Text excerpt:
The zombie theme came to be because I am a geneticist, and as we know from all the movies it is the geneticists that start the zombie outbreaks. – Scot Dowd
“The Zombie Killer Truck was originally intended to be the tow vehicle for the Black Ops Camaro on trips to the drag strip,” Dowd continues. “Craigslist surfing one day showed me this ugly pumpkin orange 49 Chevy truck. The price was a bit much but I saw immediately what I wanted. We managed to coax her old straight-six to start and drove her to the shop at 30 MPH jumping left and right with every bump. Then began one of the most extreme transformations. We pulled her apart leaving only the frame.”
That frame turned out to be surprisingly straight, but was never intended to handle what Dowd had in store for it. To prepare for what was to come, a full five- by six-foot heavy gauge steel plate was welded in under the cab, the bed area was reinforced with an x-brace made from roll cage tubing (with steel plate reinforcement of the bed for good measure) and ahead of the firewall, the frame was boxed for strength.
“We left a little flex before and after the cabin and aft of the rear axle, but not much,” says Dowd. “You can put a jack under one corner and pick up two wheels at once, the chassis is so stiff.” That strength is completely appropriate; in place of the original wheezy inline six there’s now an LSX376-B8 short-block with an LSA keyed crank, topped by an LSA supercharger that’s been ported and overdriven to deliver 12 pounds of boost. A pair of CNC-ported heads from Scoggin-Dickey Parts Center and a custom COMP Cams bumpstick round out the hardware, delivering what Dowd describes as “750-ish” horsepower.
The rest of the drivetrain consists of a 4L85E automatic with a 3,500 RPM stall converter, with the 12-bolt from a ’68 Firebird holding up the rear, suspended by a Heidts four-link. The truck wears Mickey Thompson radials on the street, and Hoosier slicks for the dragstrip. Up front, the old hot rodder’s standby — a Mustang II independent suspension — keeps things rolling.
Dowd says the build went down in just a month and a half (when you take paint and body work out of the equation by rattle canning the whole thing flat black, you can save a lot of time) but it wasn’t without the occasional hitch. “I took the truck out on one of her first drives, getting her out on the highway, actually heading to get her aligned for the first time, and I heard a couple loud noises,” Dowd recalls.

Activity A: Please reproduce the passage of the Zombie Killer Truck article between "That frame turned" and "boxed for strength.", inclusive.
Activity B: According to the Zombie Killer Truck article, how long did the build take?

Dataset extract:
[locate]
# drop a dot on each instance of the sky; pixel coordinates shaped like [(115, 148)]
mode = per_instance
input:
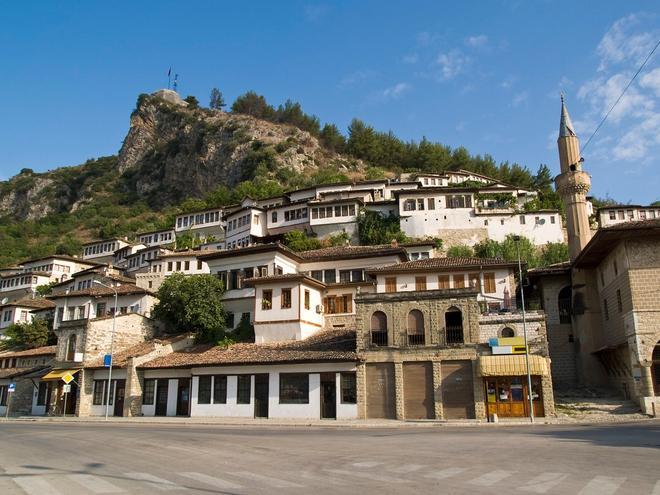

Exercise solution A:
That frame turned out to be surprisingly straight, but was never intended to handle what Dowd had in store for it. To prepare for what was to come, a full five- by six-foot heavy gauge steel plate was welded in under the cab, the bed area was reinforced with an x-brace made from roll cage tubing (with steel plate reinforcement of the bed for good measure) and ahead of the firewall, the frame was boxed for strength.

Exercise solution B: A month and a half.